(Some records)
---------------

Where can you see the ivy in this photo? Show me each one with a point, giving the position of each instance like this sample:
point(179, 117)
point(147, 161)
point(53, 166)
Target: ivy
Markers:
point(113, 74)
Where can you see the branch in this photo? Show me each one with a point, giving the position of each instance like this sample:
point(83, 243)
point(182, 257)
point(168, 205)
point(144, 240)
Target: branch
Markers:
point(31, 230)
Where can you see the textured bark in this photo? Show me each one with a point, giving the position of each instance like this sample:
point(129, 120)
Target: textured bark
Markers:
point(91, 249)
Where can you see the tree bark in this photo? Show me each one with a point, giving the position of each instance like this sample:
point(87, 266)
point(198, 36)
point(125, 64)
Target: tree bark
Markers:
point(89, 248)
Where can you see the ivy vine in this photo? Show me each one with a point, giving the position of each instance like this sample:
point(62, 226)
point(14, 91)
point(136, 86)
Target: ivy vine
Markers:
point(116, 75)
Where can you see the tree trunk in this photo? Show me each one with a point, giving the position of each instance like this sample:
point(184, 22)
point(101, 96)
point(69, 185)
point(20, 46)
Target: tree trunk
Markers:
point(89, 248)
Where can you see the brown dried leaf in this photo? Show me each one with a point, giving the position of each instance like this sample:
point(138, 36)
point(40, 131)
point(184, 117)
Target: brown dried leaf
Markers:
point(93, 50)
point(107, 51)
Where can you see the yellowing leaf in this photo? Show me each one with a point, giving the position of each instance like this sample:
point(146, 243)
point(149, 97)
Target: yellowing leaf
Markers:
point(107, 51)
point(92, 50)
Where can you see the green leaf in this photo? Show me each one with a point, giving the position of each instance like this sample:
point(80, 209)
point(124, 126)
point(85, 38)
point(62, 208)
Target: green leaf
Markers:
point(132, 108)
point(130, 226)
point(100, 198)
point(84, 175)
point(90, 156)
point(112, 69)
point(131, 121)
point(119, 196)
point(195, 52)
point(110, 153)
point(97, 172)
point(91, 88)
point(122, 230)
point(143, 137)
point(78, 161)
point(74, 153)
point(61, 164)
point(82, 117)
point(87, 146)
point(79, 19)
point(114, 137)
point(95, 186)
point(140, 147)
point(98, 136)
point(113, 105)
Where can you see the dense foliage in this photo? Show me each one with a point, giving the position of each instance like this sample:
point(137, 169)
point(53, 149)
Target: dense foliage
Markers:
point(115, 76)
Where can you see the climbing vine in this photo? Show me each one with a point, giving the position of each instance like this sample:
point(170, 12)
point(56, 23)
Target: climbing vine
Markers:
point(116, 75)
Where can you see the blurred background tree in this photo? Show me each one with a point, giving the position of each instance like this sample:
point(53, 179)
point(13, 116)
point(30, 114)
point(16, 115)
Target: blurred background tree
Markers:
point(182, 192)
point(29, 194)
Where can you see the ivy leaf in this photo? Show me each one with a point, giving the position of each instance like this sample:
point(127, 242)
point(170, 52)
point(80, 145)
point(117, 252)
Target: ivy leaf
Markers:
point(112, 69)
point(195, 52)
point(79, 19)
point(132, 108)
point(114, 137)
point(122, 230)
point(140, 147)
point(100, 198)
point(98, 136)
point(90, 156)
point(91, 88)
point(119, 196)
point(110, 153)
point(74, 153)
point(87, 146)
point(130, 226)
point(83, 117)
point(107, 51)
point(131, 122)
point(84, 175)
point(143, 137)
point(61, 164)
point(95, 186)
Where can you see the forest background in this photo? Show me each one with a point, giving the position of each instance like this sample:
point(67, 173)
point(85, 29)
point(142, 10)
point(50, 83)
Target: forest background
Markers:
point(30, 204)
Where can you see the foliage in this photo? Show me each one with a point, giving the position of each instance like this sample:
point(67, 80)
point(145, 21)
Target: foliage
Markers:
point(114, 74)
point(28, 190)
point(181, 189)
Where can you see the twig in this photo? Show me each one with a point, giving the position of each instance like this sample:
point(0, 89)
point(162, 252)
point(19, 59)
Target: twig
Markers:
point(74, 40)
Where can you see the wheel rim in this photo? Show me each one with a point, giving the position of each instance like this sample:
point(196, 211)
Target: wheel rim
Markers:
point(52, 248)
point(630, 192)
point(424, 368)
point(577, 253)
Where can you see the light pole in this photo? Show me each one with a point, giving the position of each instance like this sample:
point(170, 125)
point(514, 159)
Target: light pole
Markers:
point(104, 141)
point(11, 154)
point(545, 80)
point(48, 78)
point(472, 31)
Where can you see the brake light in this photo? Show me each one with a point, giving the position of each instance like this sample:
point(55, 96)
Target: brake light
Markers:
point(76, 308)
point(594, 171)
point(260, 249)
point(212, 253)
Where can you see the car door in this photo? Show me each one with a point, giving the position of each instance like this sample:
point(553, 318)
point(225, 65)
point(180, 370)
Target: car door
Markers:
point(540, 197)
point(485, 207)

---------------

= Task statement =
Rewrite all the records above with "Markers" changed to "Points" everywhere it appears, keeping everything else the same.

= Result =
Where can you see the ivy in this photo? Show me each one with a point, giving the position of each instance like this sample:
point(179, 117)
point(147, 161)
point(53, 166)
Target: ivy
Points:
point(113, 74)
Where can you see the branch in this photo? Show me each one with a point, giving the position of each instance like this sample:
point(83, 243)
point(182, 257)
point(168, 205)
point(144, 240)
Target: branch
Points:
point(31, 230)
Where can you see the textured bark in this photo? Show me each one with a point, giving the position of each instance like this sample:
point(129, 120)
Target: textured bark
Points:
point(91, 249)
Where can you see the tree bark in this photo? Show me each one with a point, giving the position of each instance like this sample:
point(87, 266)
point(198, 36)
point(125, 64)
Target: tree bark
Points:
point(89, 248)
Where can you see the ivy vine in this photo? Show me each one with a point, giving the position of each instance like this sample:
point(62, 226)
point(14, 91)
point(136, 86)
Target: ivy vine
Points:
point(116, 75)
Where can you see the tree trunk in this photo? Show me each one with a point, giving the position of each instance like this sample:
point(184, 22)
point(101, 96)
point(69, 185)
point(20, 46)
Target: tree trunk
Points:
point(89, 248)
Where can you see the brown dried leaf in this photo? Show me each one with a point, giving the position of each instance like this sample:
point(138, 36)
point(40, 131)
point(184, 117)
Target: brown dried leaf
Points:
point(93, 50)
point(107, 51)
Where can you see the yellowing leaf in this photo? Show me each one with a point, giving the position of each instance like this sample:
point(146, 243)
point(149, 97)
Target: yellowing leaf
Points:
point(107, 51)
point(92, 50)
Where can you see the green leaf in this photo? Show me each one with a point, giving the position of each instance like this sample:
point(80, 209)
point(124, 126)
point(85, 38)
point(62, 208)
Target: green leaf
Points:
point(132, 108)
point(130, 226)
point(100, 198)
point(84, 175)
point(90, 156)
point(112, 69)
point(131, 121)
point(119, 196)
point(195, 52)
point(110, 153)
point(97, 172)
point(91, 88)
point(122, 230)
point(143, 137)
point(78, 161)
point(74, 153)
point(61, 164)
point(82, 117)
point(87, 146)
point(79, 19)
point(114, 137)
point(95, 186)
point(140, 147)
point(98, 136)
point(113, 105)
Where can you see the dense foliage in this photo? Show me each one with a point, giving the position of each instance like this sample:
point(137, 169)
point(53, 149)
Target: dense foliage
Points:
point(115, 76)
Where can you see the climbing vine in this photo? Show me each one with a point, giving the position of each instance like this sample:
point(170, 12)
point(56, 23)
Target: climbing vine
Points:
point(116, 75)
Where can you see the blurred background tree in this photo? Show me each one with a point, giving the position of each instance like this sample:
point(53, 179)
point(13, 116)
point(30, 114)
point(16, 115)
Target: blurred background tree
Points:
point(182, 192)
point(29, 194)
Where can you see the ivy leaf in this photo? Show me each one with a point, giving the position of each instance like this sample:
point(127, 242)
point(170, 52)
point(80, 145)
point(117, 252)
Target: ivy leaf
Points:
point(112, 69)
point(195, 52)
point(79, 19)
point(132, 108)
point(114, 137)
point(122, 230)
point(140, 147)
point(100, 198)
point(98, 136)
point(90, 156)
point(91, 88)
point(119, 196)
point(110, 153)
point(74, 153)
point(87, 146)
point(130, 226)
point(83, 117)
point(107, 51)
point(131, 122)
point(84, 175)
point(143, 137)
point(61, 164)
point(95, 186)
Where can you see the forest background in this photo? Show me each one with a point, giving the position of each instance like this sample:
point(67, 173)
point(85, 29)
point(142, 10)
point(50, 83)
Target: forest background
Points:
point(30, 204)
Where can you see the foliage in this photo? Show me each one with a point, giving the position of each instance like this sample:
point(67, 80)
point(145, 21)
Target: foliage
Points:
point(114, 74)
point(28, 190)
point(181, 189)
Where can you see the twig in this photo? Show me each one with a point, giving the position of each instance like this sample:
point(0, 89)
point(162, 252)
point(19, 59)
Target: twig
Points:
point(74, 40)
Where can you see the wheel rim in this photo? Show me each one with a point, giving the position of each instance like this sample:
point(196, 211)
Target: wheel rim
Points:
point(52, 248)
point(630, 192)
point(424, 368)
point(577, 253)
Where can you see the light pole in this photo? Show me each one with a point, giving the position of each instance like this sample:
point(170, 125)
point(514, 159)
Target: light pole
Points:
point(104, 141)
point(11, 154)
point(545, 80)
point(48, 78)
point(472, 31)
Where can you see the brake light in this photo? Show me each one with a point, giving the position of each instance like this sample:
point(55, 96)
Target: brake light
Points:
point(76, 308)
point(594, 171)
point(260, 249)
point(212, 253)
Where can you see the car door in this photo? Show me each one with a point, giving the position of each instance like this sample:
point(553, 318)
point(225, 65)
point(180, 370)
Target: car door
Points:
point(540, 197)
point(485, 207)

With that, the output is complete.